§ **EXERCISE GOAL**:
Go through the entries below and copy every line that holds the word "mountain".

§ **THE DATA**:
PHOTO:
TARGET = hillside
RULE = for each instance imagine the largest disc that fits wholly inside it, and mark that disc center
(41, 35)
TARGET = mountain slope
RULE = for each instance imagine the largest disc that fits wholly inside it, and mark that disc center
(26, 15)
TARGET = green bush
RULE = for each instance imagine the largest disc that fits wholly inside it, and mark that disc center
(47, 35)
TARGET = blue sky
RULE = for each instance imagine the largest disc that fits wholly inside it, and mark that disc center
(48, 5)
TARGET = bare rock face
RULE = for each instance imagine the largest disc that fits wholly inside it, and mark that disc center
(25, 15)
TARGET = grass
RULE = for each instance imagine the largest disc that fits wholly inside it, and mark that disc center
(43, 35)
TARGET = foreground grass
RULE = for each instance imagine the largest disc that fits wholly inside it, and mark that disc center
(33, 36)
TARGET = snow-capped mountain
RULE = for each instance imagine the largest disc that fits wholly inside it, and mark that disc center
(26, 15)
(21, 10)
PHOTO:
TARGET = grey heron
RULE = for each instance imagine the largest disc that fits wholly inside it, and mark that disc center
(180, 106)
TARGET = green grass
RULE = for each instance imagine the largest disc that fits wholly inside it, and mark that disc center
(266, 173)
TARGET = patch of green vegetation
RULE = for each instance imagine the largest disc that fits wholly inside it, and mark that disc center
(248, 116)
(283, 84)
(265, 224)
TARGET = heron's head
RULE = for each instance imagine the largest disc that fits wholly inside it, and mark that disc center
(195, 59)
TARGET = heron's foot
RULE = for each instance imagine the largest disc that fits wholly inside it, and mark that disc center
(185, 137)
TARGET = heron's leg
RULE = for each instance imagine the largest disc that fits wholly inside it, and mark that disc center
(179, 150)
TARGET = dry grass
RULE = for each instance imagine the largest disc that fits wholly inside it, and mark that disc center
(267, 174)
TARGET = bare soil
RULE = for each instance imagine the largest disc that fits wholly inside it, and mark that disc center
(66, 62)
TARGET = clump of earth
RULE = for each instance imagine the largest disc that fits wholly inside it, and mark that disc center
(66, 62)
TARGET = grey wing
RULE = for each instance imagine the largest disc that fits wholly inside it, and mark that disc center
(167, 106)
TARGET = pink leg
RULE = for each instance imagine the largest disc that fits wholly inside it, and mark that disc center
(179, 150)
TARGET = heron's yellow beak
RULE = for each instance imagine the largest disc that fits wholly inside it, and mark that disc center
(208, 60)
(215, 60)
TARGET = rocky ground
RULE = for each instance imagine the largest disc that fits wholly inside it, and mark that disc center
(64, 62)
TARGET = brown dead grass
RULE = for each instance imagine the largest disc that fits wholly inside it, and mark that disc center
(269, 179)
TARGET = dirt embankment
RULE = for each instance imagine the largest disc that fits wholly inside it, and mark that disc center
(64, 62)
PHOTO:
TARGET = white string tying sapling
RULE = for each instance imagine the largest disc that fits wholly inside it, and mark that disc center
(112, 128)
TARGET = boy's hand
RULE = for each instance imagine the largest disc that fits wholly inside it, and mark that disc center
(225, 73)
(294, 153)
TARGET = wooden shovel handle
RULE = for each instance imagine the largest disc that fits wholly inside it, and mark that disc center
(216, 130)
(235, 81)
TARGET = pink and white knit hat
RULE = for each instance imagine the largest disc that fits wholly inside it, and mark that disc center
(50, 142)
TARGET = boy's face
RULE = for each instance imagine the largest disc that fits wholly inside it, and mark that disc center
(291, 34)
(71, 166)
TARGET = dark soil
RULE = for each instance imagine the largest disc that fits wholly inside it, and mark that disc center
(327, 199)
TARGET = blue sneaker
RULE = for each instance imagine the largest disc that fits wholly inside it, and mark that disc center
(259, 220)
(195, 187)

§ **ANSWER TO THIS PROBLEM**:
TARGET = mountain slope
TARGET = snow-capped mountain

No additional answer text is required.